------ Recorded information ------

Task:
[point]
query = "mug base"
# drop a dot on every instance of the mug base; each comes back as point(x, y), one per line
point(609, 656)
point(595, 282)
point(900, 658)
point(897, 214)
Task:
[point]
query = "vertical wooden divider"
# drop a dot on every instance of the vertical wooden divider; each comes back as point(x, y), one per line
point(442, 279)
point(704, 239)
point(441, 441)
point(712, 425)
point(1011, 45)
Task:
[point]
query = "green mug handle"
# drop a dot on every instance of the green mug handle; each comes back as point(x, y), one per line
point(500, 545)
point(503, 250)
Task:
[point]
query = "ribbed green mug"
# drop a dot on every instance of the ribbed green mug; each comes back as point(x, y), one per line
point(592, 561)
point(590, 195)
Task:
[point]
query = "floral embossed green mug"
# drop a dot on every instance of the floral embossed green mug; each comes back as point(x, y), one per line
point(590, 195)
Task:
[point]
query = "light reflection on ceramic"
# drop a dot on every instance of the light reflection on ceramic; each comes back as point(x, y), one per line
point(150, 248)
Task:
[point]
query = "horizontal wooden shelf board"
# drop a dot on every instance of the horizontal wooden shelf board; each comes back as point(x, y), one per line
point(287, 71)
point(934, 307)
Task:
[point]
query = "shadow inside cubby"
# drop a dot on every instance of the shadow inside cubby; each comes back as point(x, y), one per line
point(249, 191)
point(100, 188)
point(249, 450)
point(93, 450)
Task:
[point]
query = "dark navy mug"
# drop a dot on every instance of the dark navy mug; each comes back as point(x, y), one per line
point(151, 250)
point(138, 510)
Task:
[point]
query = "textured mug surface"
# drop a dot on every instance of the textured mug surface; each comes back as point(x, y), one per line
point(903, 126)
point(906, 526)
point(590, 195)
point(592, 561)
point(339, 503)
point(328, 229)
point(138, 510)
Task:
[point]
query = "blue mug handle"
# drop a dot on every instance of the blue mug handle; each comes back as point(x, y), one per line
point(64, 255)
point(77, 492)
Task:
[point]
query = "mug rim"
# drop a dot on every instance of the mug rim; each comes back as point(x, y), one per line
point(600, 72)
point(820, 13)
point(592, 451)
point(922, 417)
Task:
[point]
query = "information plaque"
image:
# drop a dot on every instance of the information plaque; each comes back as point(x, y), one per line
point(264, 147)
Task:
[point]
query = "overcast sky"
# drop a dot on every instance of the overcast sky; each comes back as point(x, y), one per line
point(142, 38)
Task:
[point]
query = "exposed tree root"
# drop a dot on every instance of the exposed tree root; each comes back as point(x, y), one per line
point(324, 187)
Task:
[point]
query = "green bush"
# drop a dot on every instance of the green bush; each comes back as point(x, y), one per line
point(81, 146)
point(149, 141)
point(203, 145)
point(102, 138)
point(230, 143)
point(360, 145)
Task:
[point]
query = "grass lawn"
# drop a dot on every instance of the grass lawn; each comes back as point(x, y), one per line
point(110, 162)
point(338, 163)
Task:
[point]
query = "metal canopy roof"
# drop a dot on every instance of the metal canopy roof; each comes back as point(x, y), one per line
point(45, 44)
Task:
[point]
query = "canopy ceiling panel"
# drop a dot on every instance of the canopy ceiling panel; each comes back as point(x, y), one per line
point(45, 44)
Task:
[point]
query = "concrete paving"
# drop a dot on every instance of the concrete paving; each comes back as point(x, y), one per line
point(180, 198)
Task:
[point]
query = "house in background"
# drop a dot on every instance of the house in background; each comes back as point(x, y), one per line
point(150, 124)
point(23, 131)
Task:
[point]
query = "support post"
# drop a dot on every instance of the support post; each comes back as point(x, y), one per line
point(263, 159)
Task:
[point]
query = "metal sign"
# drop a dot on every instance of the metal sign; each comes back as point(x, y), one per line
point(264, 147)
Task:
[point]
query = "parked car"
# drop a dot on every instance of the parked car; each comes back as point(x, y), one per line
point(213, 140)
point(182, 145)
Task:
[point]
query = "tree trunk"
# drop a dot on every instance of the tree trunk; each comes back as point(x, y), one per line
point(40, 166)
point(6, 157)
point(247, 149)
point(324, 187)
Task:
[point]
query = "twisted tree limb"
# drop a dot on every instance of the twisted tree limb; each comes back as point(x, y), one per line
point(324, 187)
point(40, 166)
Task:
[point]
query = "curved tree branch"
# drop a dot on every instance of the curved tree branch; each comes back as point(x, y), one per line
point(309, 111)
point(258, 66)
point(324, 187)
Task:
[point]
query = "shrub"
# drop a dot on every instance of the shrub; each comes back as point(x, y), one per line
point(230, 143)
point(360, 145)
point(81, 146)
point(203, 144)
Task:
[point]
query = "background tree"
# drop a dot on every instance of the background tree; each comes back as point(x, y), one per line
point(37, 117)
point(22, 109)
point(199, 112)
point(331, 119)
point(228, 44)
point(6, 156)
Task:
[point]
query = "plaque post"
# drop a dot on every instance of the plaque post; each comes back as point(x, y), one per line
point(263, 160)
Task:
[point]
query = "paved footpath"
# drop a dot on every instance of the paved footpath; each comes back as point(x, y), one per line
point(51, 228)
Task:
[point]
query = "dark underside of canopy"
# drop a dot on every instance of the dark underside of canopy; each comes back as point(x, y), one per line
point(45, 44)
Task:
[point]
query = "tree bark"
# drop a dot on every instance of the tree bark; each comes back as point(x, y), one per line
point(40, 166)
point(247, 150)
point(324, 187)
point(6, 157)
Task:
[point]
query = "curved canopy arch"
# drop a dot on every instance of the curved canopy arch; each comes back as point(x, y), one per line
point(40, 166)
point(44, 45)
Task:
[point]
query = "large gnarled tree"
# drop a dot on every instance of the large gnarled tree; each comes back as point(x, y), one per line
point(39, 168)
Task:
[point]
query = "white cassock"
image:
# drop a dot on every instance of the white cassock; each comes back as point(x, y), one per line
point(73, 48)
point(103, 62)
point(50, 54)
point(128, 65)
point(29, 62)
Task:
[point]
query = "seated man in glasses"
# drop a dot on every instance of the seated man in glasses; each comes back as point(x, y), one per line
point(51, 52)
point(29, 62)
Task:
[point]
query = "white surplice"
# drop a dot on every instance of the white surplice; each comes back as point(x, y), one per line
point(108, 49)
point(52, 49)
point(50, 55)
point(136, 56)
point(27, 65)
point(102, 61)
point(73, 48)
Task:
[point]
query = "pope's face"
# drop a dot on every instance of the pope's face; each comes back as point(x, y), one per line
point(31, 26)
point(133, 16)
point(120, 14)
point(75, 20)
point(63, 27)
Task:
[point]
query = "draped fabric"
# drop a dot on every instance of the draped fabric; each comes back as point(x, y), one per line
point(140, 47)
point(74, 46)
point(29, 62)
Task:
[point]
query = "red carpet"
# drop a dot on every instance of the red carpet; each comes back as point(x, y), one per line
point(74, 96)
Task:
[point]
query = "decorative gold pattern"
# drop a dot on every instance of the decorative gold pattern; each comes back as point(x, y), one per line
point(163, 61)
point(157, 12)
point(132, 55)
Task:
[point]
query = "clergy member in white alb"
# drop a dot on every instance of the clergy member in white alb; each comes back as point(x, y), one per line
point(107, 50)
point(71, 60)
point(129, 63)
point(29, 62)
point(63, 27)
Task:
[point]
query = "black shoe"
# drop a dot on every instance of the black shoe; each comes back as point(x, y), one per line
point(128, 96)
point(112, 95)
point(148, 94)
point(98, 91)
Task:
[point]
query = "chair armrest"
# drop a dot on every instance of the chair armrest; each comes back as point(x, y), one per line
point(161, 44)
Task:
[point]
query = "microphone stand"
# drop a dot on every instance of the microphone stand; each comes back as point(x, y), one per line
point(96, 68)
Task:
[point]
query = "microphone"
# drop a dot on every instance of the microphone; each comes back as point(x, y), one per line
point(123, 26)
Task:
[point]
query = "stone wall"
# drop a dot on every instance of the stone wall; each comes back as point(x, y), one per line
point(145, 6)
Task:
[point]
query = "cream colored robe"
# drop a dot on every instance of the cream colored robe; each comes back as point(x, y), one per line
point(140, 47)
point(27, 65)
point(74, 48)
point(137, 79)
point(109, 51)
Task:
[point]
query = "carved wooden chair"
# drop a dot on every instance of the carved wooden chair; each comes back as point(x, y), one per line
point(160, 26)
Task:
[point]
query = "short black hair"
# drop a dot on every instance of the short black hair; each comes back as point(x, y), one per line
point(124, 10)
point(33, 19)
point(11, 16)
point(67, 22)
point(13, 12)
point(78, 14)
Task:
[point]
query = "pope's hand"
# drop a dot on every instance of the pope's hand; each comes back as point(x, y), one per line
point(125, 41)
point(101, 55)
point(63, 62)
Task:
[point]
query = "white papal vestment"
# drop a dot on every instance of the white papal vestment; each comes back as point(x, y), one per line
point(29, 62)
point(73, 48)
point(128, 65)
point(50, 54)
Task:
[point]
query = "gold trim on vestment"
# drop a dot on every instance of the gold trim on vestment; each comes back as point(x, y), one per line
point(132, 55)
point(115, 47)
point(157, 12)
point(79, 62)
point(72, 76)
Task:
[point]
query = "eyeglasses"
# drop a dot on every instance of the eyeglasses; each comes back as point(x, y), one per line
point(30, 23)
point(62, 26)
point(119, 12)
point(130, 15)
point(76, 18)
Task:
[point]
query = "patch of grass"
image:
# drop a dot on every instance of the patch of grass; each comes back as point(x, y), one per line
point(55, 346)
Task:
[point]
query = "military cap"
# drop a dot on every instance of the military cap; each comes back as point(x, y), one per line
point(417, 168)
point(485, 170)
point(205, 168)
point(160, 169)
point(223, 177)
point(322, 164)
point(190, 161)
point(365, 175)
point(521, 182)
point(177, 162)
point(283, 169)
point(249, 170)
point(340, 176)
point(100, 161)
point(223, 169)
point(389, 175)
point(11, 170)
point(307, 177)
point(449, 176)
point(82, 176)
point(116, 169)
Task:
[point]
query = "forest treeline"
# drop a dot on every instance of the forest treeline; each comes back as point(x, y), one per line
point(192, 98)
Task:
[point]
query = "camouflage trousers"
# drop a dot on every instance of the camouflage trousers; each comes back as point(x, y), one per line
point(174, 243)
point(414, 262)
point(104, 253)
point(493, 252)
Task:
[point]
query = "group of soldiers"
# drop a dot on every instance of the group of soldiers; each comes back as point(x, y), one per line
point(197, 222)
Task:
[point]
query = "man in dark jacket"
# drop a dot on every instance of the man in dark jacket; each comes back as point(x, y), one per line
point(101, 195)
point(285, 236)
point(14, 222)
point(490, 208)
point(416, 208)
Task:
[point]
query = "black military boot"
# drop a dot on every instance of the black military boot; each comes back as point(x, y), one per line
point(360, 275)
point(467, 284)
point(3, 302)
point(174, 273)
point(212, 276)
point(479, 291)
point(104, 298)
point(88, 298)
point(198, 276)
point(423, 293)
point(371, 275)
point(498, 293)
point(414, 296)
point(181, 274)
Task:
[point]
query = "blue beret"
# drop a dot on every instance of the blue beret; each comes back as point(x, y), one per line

------

Directions for this task: Convert the rows, from their first line through the line containing "point(150, 248)", both ends included, into a Markdown table with an Index column numbering each line and a Line column holding its text. Leave out blank lines.

Result of this task:
| Index | Line |
|---|---|
| 1 | Task: |
| 2 | [point] |
| 3 | query = "mug base" |
| 4 | # drop a dot on every instance of the mug base; each comes back as point(x, y), one per line |
| 5 | point(609, 656) |
| 6 | point(595, 282) |
| 7 | point(900, 658) |
| 8 | point(897, 214) |
| 9 | Task: |
| 10 | [point] |
| 11 | query = "vertical wooden divider" |
| 12 | # drop a dot on every instance of the vertical wooden divider; each comes back as point(x, y), one per line |
| 13 | point(442, 279) |
| 14 | point(704, 239) |
| 15 | point(441, 441) |
| 16 | point(712, 425) |
| 17 | point(1011, 45) |
| 18 | Task: |
| 19 | [point] |
| 20 | query = "green mug handle" |
| 21 | # drop a dot on every instance of the green mug handle; each comes back as point(x, y), one per line |
| 22 | point(500, 545) |
| 23 | point(503, 250) |
| 24 | Task: |
| 25 | [point] |
| 26 | query = "ribbed green mug" |
| 27 | # drop a dot on every instance of the ribbed green mug; each comes back as point(x, y), one per line |
| 28 | point(592, 561) |
| 29 | point(590, 195) |
| 30 | Task: |
| 31 | [point] |
| 32 | query = "floral embossed green mug" |
| 33 | # drop a dot on every instance of the floral embossed green mug; each comes back as point(x, y), one per line |
| 34 | point(590, 195) |
| 35 | Task: |
| 36 | [point] |
| 37 | query = "light reflection on ceramic" |
| 38 | # drop a dot on every instance of the light reflection on ceramic; each comes back as point(x, y), one per line |
| 39 | point(150, 248) |